- [Extrahierter Text]:
Die Kolumbus-Theorie stellte dann wohl zum ersten Mal der spanische Arzt Ruy Díaz de Isla auf. Er soll einige von Kolumbus' erkrankten Crew-Mitgliedern untersucht haben. Die Geschwüre an deren Körpern waren dem Arzt komplett unbekannt. Deshalb vermutete er, dass es sich um eine neue Krankheit handelte, die die Männer aus Hispaniola (heute: Haiti und Dominikanische Republik) eingeschleppt hatten.
Aus Spanien soll sich die Seuche dann über ganz Europa verbreitet haben. Im Jahr 1495 traf es auch das Heer des französischen Königs Karl VIII. Der hatte zuvor im Zuge seines Italien-Feldzugs die Stadt Neapel eingenommen, was seine Soldaten ausschweifend feierten. Die Hemmungslosigkeit rächte sich nicht viel später, als die Männer von Geschwüren geplagt wurden und mit Karl VIII. schließlich den Rückzug antraten.
Auf ihrem Rückweg nach Frankreich steckten sie wohl noch weitere Menschen mit der Krankheit an, weswegen man in Deutschland auch lange Zeit von der "Franzosenkrankheit" sprach. Die Polen nannten Syphilis hingegen die "deutsche Krankheit" und die Russen die "polnischen Krankheit".
Daran könne man gewissermaßen die Ausbreitungswege der Syphilis in Europa ablesen. "Und das Böse schreibt man gerne dem Nachbarn zu", erklärt Hüntelmann vor dem Hintergrund der vielen kriegerischen Auseinandersetzungen dieser Zeit.
Bis heute ist die Wissenschaft mit der Suche nach dem Ursprung der Krankheit beschäftigt. In den vergangenen Jahren haben sich jedoch Hinweise gemehrt, dass Syphilis-ähnliche Krankheiten schon lange vor Christoph Kolumbus verbreitet waren – und zwar auf beiden Seiten des Atlantiks.
Bei Ausgrabungen im österreichischen St. Pölten entdeckten Wissenschaftler 2015 mehrere Fälle kongenitaler Syphilis – also Syphilis, die von der Mutter während der Schwangerschaft auf das Kind übertragen wird. Die Funde stammten aus dem Zeitraum zwischen 1320 und 1390, also mindestens 100 Jahre, bevor Kolumbus überhaupt über den Atlantik segelte. Entscheidender Hinweis für das Forschungsteam der Universität Wien waren die charakteristischen Veränderungen am Gebiss der Skelette.

- [Aufgabe 1]:
Erläutern Sie anhand des Textes zur Herkunft der Syphilis, weshalb Ruy Díaz de Isla eine neue Krankheit vermutete.
- [Aufgabe 2]:
Schreiben Sie aus dem Text zur Herkunft der Syphilis den Abschnitt ab, der mit „Bis heute ist“ beginnt und mit „Seiten des Atlantiks.“ endet.

- [Verfügbare Daten]:
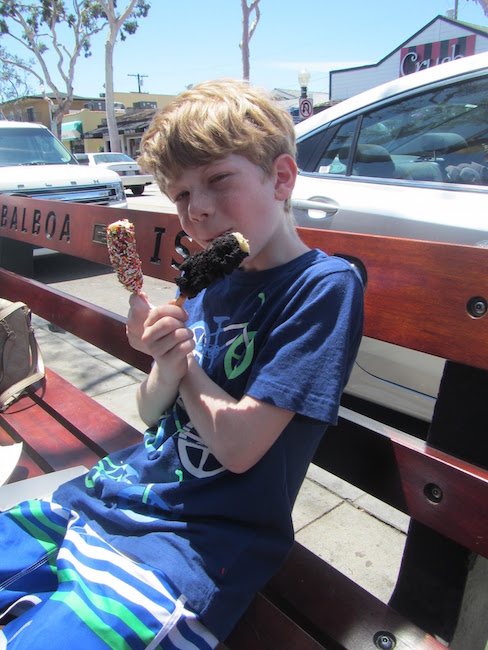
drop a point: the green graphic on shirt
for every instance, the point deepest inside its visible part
(240, 354)
(234, 363)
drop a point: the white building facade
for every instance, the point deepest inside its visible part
(441, 40)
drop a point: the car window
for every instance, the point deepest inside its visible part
(31, 146)
(110, 158)
(334, 158)
(438, 135)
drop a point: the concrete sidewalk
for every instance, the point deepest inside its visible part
(329, 512)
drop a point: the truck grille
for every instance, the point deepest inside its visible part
(99, 195)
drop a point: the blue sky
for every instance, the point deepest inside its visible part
(182, 42)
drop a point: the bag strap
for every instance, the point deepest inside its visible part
(9, 309)
(37, 371)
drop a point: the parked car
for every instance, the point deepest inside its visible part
(406, 159)
(132, 176)
(33, 162)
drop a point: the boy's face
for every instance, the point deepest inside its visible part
(227, 195)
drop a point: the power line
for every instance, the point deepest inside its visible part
(139, 79)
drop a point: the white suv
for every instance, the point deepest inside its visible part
(34, 163)
(406, 159)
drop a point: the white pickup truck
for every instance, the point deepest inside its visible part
(34, 163)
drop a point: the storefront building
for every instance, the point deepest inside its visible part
(440, 41)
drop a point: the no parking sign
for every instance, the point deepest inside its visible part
(306, 107)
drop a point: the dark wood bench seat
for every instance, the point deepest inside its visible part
(424, 296)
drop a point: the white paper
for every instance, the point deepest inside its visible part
(9, 457)
(37, 487)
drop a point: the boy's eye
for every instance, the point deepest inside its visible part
(180, 196)
(219, 177)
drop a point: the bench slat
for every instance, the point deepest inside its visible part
(338, 608)
(420, 301)
(53, 447)
(90, 421)
(100, 327)
(402, 470)
(26, 467)
(265, 627)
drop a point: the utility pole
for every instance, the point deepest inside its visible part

- [Lösung 1]:
Díaz de Isla soll einige erkrankte Crew-Mitglieder von Kolumbus untersucht haben, und die Geschwüre an deren Körpern waren ihm völlig unbekannt. Deshalb nahm er an, die Männer hätten eine neue Krankheit aus Hispaniola eingeschleppt.

- [Lösung 2]:
Bis heute ist die Wissenschaft mit der Suche nach dem Ursprung der Krankheit beschäftigt. In den vergangenen Jahren haben sich jedoch Hinweise gemehrt, dass Syphilis-ähnliche Krankheiten schon lange vor Christoph Kolumbus verbreitet waren – und zwar auf beiden Seiten des Atlantiks.